Problems to work on:
[a] From the Teaching Matters presentation text, quote everything from "The project seeks" down to "by all participants.".
[b] In the Teaching Matters presentation text, list every presenter identified as a first-year student.
[c] Answer these questions using the Teaching Matters presentation text:
(i) What position does Greg Rickard hold?
(ii) What research approach does the project use?
(iii) How many academics and first-year student volunteers does the project involve?

Exercise text:
———

Teaching Matters 2017 | Presentation Details | 28 NovemberNov 2017
Conversations challenging assumptions in teaching and learning spaces
Craig Campbell, School of Medicine – Paramedicine
Mehrdad Heydari, First-Year Student, Bachelor of Nursing, Sydney
Hazel Maxwell, School of Health Sciences
Nicoleta Oprescu, First-Year Student, Bachelor of Health and Community Care, Sydney
Richard Say, School of Health Sciences
Brian Tran, First-Year Student, Bachelor of Paramedic Practice, Sydney
Rochelle Einboden, School of Health Sciences
Sally Farrington, School of Health Sciences
Greg Rickard, Director – Rozelle Campus
Chin-Liang Beh, School of Health Sciences
Grace Stankiewicz, School of Health Sciences
Marguerite Bramble, Charles Sturt University, Bathurst
Making a Difference for Students
Social Sciences 210
As identified in the UTAS Student Experience Strategy (2016-2020) the initial transition experience through the first year of study is critical to student engagement and retention. This project focuses on ‘Pillar 5: Strengthen the partnership between students and the University through conversations, co-creation and celebration’ drawn from the First-Year Curriculum Principles (FYCPs) derived from the UTAS Student Experience Strategy (2016-2020) and transition pedagogy (Kift, Nelson, & Clarke, 2010). This project aims to improve first-year student engagement and retention specific to the UTAS Rozelle campus, Sydney by exploring how first-years engage with the university experience. It uses a Participatory Action Research (PAR) approach (Heron & Reason, 1997) where research impact is focused on change action rather than purely knowledge generation (Reason & Torbert, 2001).
The project seeks to move beyond student engagement as performance in terms of purely academic participation and success, to include issues of psychosocial wellbeing (Kahu & Nelson, 2017) and care (Barnacle & Dall’Alba, 2017). Partnerships were established between staff and students to identify and address issues arising for first-years, and facilitate collaboration to work on improvements to enhance their experience. The project is both individually transformative (staff and students) and builds the social capital of the institution and broader community (Smith, 2007).
Research Design and Methods
This one-year Action Research project involves nine academics and ten first-year student volunteers from Nursing, Health and Community Care and Paramedicine. The data collection included a focus group with the students and two workshops attended by all participants.

———

Provided records:
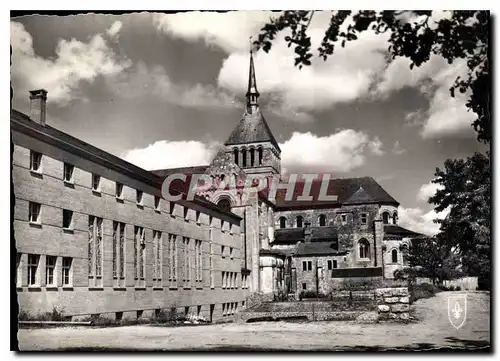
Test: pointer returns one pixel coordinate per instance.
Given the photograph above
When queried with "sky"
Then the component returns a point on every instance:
(166, 90)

———

Outputs in order:
[a]
The project seeks to move beyond student engagement as performance in terms of purely academic participation and success, to include issues of psychosocial wellbeing (Kahu & Nelson, 2017) and care (Barnacle & Dall’Alba, 2017). Partnerships were established between staff and students to identify and address issues arising for first-years, and facilitate collaboration to work on improvements to enhance their experience. The project is both individually transformative (staff and students) and builds the social capital of the institution and broader community (Smith, 2007).
Research Design and Methods
This one-year Action Research project involves nine academics and ten first-year student volunteers from Nursing, Health and Community Care and Paramedicine. The data collection included a focus group with the students and two workshops attended by all participants.

[b]
Mehrdad Heydari
Nicoleta Oprescu
Brian Tran

[c]
(i) Director – Rozelle Campus
(ii) A Participatory Action Research (PAR) approach
(iii) Nine academics and ten first-year student volunteers